WHAT THE EXERCISE ASKS: Update the album text from "Mojo Nixon and Skid Roper chronology" to "months of release." so that "final studio album" reads "last studio album", and write out that updated stretch in full.

SOURCE EXTRACT:
>>
Studio album by Mojo Nixon and Skid Roper
- Released: 1989
- Studios: Sounds Unreel, Memphis, Tennessee
- Genre: Rock
- Label: Enigma
- Producer: Jim Dickinson

Mojo Nixon and Skid Roper chronology
| Bo-Day-Shus!!! (1987) | Root Hog or Die (1989) | Unlimited Everything (1990) |

Singles from Root Hog or Die
- "Debbie Gibson Is Pregnant with My Two-Headed Love Child" Released: 1989;

= Root Hog or Die (album) =

Root Hog or Die is an album by the American musicians Mojo Nixon and Skid Roper, released in 1989. It was the duo's final studio album. Nixon originally wanted to call it Bush Idiot Slime; he took "root hog or die" from Davy Crockett's autobiography. The duo supported the album with a North American tour. Root Hog or Die sold more than 50,000 copies in its first six months of release.
<<
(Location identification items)
>>
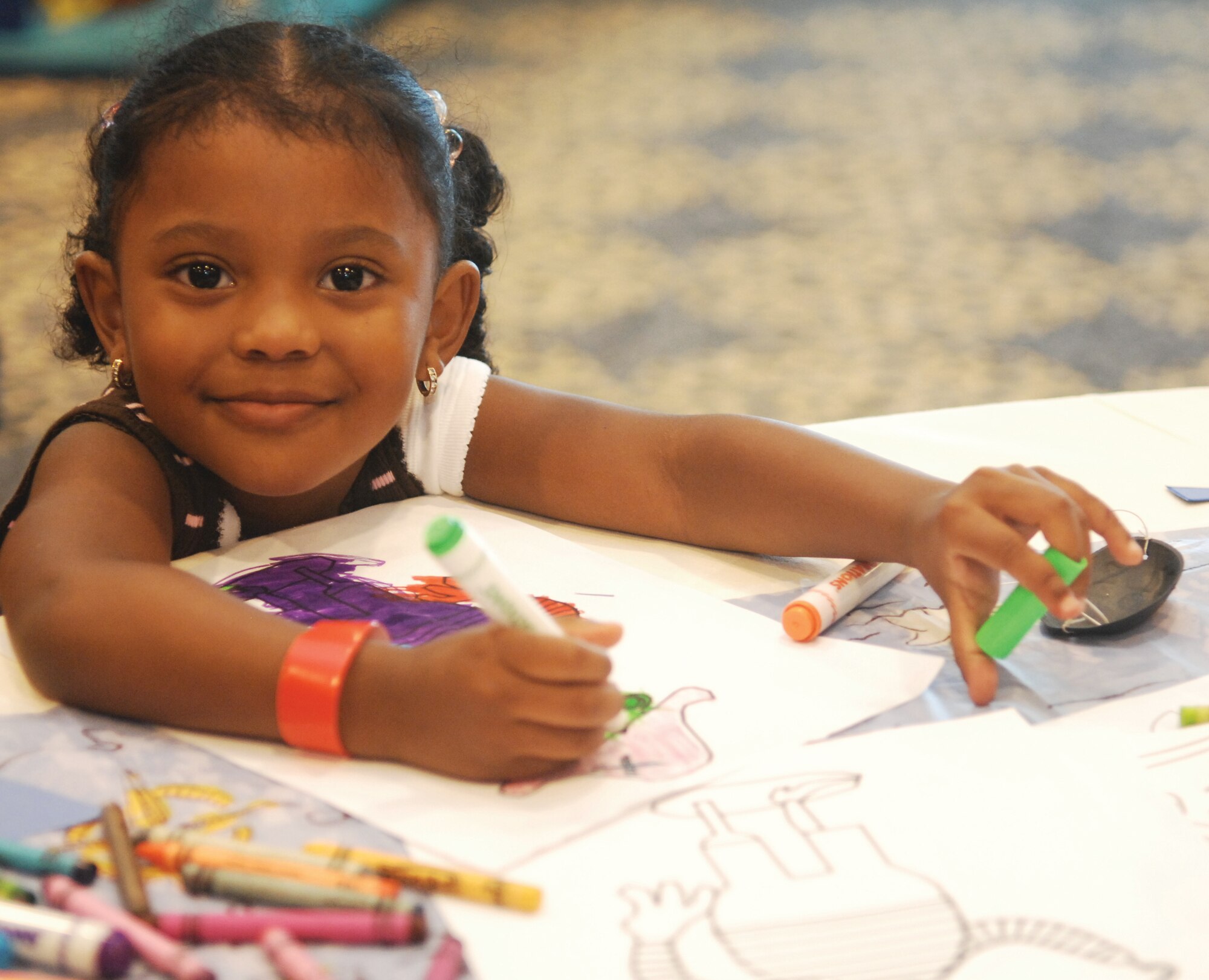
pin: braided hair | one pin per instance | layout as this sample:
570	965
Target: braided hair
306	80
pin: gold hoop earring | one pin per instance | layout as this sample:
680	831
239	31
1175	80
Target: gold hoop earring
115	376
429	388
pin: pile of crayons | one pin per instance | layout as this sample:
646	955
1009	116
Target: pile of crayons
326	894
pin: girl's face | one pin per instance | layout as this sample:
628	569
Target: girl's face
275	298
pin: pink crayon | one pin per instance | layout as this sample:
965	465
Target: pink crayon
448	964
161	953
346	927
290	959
<<
EXERCISE ANSWER:
Mojo Nixon and Skid Roper chronology
| Bo-Day-Shus!!! (1987) | Root Hog or Die (1989) | Unlimited Everything (1990) |

Singles from Root Hog or Die
- "Debbie Gibson Is Pregnant with My Two-Headed Love Child" Released: 1989;

= Root Hog or Die (album) =

Root Hog or Die is an album by the American musicians Mojo Nixon and Skid Roper, released in 1989. It was the duo's last studio album. Nixon originally wanted to call it Bush Idiot Slime; he took "root hog or die" from Davy Crockett's autobiography. The duo supported the album with a North American tour. Root Hog or Die sold more than 50,000 copies in its first six months of release.